*ACTIVITY*: Only lines holding the word "green" should be copied from the material.

----------

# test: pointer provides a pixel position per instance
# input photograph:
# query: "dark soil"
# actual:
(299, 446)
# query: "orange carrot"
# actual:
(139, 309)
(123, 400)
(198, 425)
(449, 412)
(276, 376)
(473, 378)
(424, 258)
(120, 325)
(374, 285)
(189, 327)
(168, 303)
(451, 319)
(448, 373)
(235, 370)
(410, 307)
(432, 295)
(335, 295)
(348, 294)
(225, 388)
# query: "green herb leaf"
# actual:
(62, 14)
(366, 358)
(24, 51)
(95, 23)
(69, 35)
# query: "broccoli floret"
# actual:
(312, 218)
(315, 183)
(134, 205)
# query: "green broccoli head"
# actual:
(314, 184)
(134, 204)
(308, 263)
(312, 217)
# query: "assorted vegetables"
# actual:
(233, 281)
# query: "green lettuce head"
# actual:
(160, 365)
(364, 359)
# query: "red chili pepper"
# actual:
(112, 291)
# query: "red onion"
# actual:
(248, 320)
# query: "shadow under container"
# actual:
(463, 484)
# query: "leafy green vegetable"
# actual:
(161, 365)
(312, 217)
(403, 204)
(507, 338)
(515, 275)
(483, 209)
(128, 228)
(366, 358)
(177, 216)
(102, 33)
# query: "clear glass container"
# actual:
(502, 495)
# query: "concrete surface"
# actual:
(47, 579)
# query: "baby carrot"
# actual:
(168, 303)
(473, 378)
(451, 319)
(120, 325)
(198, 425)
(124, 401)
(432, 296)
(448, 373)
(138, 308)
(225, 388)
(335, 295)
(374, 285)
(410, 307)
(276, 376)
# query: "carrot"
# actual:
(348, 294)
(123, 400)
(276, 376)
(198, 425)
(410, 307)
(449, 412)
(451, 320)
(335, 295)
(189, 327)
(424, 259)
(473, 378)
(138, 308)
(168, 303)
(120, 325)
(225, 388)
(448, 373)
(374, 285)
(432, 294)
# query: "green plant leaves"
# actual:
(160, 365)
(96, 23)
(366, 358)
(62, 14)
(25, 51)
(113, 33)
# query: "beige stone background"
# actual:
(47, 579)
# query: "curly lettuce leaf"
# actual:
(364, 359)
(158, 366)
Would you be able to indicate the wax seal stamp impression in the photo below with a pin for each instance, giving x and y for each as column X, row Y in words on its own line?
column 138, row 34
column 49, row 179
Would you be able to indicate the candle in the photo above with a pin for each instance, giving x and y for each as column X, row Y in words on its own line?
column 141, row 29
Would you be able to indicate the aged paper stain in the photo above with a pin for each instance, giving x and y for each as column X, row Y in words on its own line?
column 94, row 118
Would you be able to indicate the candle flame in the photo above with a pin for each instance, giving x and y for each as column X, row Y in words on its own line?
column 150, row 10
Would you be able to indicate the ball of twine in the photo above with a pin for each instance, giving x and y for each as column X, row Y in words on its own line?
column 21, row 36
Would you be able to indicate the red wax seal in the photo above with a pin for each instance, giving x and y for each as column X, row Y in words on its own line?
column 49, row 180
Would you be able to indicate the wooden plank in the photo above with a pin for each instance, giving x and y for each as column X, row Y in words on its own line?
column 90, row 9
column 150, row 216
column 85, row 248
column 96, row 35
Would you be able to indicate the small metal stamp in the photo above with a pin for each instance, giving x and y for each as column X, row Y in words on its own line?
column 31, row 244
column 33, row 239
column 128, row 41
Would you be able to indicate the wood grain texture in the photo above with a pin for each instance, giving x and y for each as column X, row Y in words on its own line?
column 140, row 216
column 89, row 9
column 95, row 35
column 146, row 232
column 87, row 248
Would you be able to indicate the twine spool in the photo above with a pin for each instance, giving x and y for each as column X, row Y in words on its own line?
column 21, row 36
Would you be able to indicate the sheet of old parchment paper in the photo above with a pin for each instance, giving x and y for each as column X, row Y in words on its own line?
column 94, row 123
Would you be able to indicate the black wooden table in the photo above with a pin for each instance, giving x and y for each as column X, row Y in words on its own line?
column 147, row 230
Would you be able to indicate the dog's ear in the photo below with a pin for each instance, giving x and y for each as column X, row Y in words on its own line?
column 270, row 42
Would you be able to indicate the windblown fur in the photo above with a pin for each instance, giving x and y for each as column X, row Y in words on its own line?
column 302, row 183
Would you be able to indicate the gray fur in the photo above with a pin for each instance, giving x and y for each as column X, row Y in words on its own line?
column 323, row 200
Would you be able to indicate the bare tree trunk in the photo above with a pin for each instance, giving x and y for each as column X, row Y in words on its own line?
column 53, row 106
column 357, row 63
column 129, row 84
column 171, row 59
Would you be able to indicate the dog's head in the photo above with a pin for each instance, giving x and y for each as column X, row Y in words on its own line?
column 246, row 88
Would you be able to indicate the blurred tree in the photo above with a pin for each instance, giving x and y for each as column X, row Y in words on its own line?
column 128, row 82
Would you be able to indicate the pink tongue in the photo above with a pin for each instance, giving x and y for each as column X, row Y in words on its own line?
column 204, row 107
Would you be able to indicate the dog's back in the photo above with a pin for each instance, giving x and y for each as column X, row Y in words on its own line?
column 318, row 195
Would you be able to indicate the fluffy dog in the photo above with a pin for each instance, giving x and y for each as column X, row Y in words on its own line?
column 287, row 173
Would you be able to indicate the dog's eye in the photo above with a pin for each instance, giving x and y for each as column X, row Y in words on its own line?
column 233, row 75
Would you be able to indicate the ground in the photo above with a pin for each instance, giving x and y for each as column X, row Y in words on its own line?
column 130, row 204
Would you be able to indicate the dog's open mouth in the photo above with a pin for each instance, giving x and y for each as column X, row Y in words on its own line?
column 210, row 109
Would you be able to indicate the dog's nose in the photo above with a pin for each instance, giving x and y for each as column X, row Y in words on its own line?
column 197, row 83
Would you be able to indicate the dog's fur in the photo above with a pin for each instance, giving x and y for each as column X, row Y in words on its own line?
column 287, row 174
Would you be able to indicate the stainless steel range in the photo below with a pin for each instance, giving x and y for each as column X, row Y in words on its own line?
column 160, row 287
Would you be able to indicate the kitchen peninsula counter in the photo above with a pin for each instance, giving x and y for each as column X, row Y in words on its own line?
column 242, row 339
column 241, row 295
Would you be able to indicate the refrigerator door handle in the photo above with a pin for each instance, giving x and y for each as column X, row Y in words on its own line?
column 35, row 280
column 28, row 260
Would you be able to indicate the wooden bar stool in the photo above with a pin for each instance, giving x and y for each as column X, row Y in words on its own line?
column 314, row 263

----------

*TASK RESPONSE*:
# query: "green herb leaf"
# query: "green broccoli head"
# query: "green lettuce head"
# query: "leafy green vegetable"
# query: "green plant leaves"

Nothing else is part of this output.